::: DATA PROVIDED

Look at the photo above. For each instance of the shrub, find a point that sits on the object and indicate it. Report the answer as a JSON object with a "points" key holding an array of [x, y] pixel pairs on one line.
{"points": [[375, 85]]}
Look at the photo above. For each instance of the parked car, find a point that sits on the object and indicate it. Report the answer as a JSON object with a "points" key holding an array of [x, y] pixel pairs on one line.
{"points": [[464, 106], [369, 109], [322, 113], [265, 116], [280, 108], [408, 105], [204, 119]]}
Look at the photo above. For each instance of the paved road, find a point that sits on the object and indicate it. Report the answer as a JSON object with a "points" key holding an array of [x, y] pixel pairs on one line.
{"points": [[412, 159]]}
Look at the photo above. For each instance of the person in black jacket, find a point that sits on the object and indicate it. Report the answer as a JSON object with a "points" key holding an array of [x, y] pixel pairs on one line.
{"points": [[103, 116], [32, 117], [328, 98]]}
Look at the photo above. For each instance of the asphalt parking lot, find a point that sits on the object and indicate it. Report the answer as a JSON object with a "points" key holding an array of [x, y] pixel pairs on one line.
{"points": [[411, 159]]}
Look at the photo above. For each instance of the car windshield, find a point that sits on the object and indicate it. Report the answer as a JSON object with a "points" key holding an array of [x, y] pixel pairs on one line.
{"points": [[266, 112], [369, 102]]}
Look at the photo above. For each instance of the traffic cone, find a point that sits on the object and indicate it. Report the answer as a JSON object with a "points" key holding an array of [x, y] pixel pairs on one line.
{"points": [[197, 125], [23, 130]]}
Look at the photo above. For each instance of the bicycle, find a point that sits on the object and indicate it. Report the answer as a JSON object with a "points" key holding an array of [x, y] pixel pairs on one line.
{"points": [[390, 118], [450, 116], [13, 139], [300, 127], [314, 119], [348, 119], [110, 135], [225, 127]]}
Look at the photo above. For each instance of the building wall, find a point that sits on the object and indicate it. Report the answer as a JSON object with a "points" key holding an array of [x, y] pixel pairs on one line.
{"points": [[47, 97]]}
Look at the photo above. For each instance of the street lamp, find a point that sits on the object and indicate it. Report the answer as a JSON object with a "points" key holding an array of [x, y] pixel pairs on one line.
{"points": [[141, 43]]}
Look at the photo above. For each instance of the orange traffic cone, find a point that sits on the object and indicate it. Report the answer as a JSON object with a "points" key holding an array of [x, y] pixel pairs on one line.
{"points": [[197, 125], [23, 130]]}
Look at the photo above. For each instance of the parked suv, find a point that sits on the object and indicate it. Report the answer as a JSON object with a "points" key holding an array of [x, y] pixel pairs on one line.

::::::

▸ **WRITTEN EXERCISE**:
Rewrite all of the data above, replacing "pixel pairs" with "coordinate pairs" and leaving everything else unchanged.

▸ **COMPLETE RESPONSE**:
Look at the photo above. For each instance of the shrub, find a point that sits on the object and indicate it. Report the answer as a JSON object with a "points" key holding an array of [x, y] coordinate pairs on one line.
{"points": [[375, 85]]}
Look at the photo above. For each instance of the parked car, find a point that sits on the object and indicate it. Report the answer as a JSON object with a "points" key holding an array of [x, y] coordinate pairs on one line.
{"points": [[464, 106], [369, 109], [322, 113], [265, 116], [280, 108], [408, 105], [204, 119]]}
Look at the photo above. For each instance of the paved road, find a point that sits on the object and indicate it. Report the answer as a JSON object with a "points" key holding an array of [x, y] coordinate pairs on one line.
{"points": [[412, 159]]}
Look at the photo above. For each instance of the person in black jacket, find a point that sits on the object and indicate it. Report the answer as a JSON object with a "points" key holding an array of [x, y] coordinate pairs on one line.
{"points": [[103, 116], [32, 117], [328, 98]]}
Look at the photo above. For each instance of the asphalt parking lot, find a point that sits on the object and indicate it. Report the answer as a JSON object with a "points" key holding an array of [x, y] coordinate pairs on one line.
{"points": [[411, 159]]}
Look at the photo above. For each instance of the car windshield, find a point that sits on the object and indicate it. Report the answer as a JSON object with a "points" key holding an array of [x, y] coordinate pairs on one line.
{"points": [[266, 112], [369, 102]]}
Look at the photo above. For each instance of the traffic cone, find a point that sits on the object and indicate it. Report the answer as a JSON object with a "points" key holding an array of [x, y] coordinate pairs on one line.
{"points": [[197, 125], [23, 130]]}
Look at the photo above. For each instance of the bicycle, find a point that sits on the object and indicate it. Report the answer as a JSON object with a "points" key holding an array of [x, y] coordinate pairs on one line.
{"points": [[390, 118], [450, 116], [13, 139], [300, 127], [314, 119], [348, 119], [110, 135], [225, 127]]}
Look at the photo above. For each instance of the building wall, find a point that sits on the object and indicate it. Report the answer as a JSON object with a "points" key holding an array of [x, y] coordinate pairs on one line.
{"points": [[47, 97]]}
Look at the photo above. For each instance of the street lamp, find a point that sits on the object and indicate it. Report the answer as a JSON object with a "points" key holding an array of [x, y] coordinate pairs on one line.
{"points": [[141, 43]]}
Look at the photo above. For each instance of the orange traffic cone, find a point that sits on the object and indicate it. Report the answer as a JSON object with a "points" key holding an array of [x, y] coordinate pairs on one line.
{"points": [[197, 125], [23, 130]]}
Look at the photo above. For each instance of the parked suv, find a point that sits on the object and indicate it. Report the answer as a JSON object with a "points" key holding an array of [x, y] coordinate pairs on one line.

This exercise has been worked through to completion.